▶ Supplied text
From 2014 to 2020, when I was in grad school and writing, I worked four days a week at the original McNally Jackson bookstore. That was wonderful. I don’t think I’ll ever love a job as much as I loved that one. It was adjacent to writing, but didn’t make me hate books in the way I think I would’ve had I started working in actual publishing. I didn’t have a ton of money, but I had the time I needed to prioritize writing. I left that job in 2020 and since then have been balancing things with teaching, which I love, and freelancing.

It mostly works OK, except when it doesn’t. You don’t have the ability, which I miss, of truly being able to take two weeks off when no one is emailing you, and you’re not responsible for anybody. I’m now at this stage where I set an out-of-office email on my general inbox if I go away for three days. The need to be constantly available can be difficult.

Another important thing for me was leaving New York. I moved to Berlin 11 months ago. I love New York, it feels like home, but it was increasingly clear to me that there were things I wanted and ways I wanted to be able to prioritize being a writer that weren’t tenable for me in New York anymore. The cost of living in Berlin is a lot lower, and there’s a huge English language writing community. Berlin isn’t perfect, but in comparison it’s so much easier to make art here.

I feel a similar sense of instability—of trying to write while also working. For a while I thought that would be solved by selling a book, but I’m coming to terms with the fact that it’s just going to be a lifetime problem, unless you get very lucky.

Yeah. My husband is the reason I live in Berlin. When we met, I lived in New York. Initially the plan was that he would move to New York, but in the meantime, while we waited, I was going back and forth, spending big chunks of time in Berlin. Spending a significant amount of time outside of New York for the first time in a decade really changed things. I realized, basically, that there was another way to live. One where I wasn’t stressed about buying groceries and could have a washing machine in my apartment. In the end Berlin won out.

▶ Entries supplied
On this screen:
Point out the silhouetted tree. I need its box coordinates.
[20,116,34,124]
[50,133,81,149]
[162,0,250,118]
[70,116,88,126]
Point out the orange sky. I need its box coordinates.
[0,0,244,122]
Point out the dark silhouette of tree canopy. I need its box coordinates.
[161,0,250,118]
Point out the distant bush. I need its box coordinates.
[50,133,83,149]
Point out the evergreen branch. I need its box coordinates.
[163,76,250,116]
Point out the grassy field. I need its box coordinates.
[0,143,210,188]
==
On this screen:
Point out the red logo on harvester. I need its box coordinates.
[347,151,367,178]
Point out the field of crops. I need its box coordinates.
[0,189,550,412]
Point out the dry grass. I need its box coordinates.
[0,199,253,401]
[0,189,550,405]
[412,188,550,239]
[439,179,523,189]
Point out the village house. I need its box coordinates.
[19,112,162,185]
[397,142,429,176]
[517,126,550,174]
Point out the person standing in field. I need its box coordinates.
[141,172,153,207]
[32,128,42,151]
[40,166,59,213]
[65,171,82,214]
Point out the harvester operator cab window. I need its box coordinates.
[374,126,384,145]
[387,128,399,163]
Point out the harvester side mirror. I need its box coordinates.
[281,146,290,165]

▶ Exercises to complete
1. From the text on balancing writing and work, list every job or kind of work the speaker says they have done to support their writing.
2. Retype the part of the text on balancing writing and work that opens with the words containing "It mostly works" and closes with "make art here.".

▶ Task-by-task results
1.
- Working four days a week at the original McNally Jackson bookstore
- Teaching
- Freelancing

2.
It mostly works OK, except when it doesn’t. You don’t have the ability, which I miss, of truly being able to take two weeks off when no one is emailing you, and you’re not responsible for anybody. I’m now at this stage where I set an out-of-office email on my general inbox if I go away for three days. The need to be constantly available can be difficult.

Another important thing for me was leaving New York. I moved to Berlin 11 months ago. I love New York, it feels like home, but it was increasingly clear to me that there were things I wanted and ways I wanted to be able to prioritize being a writer that weren’t tenable for me in New York anymore. The cost of living in Berlin is a lot lower, and there’s a huge English language writing community. Berlin isn’t perfect, but in comparison it’s so much easier to make art here.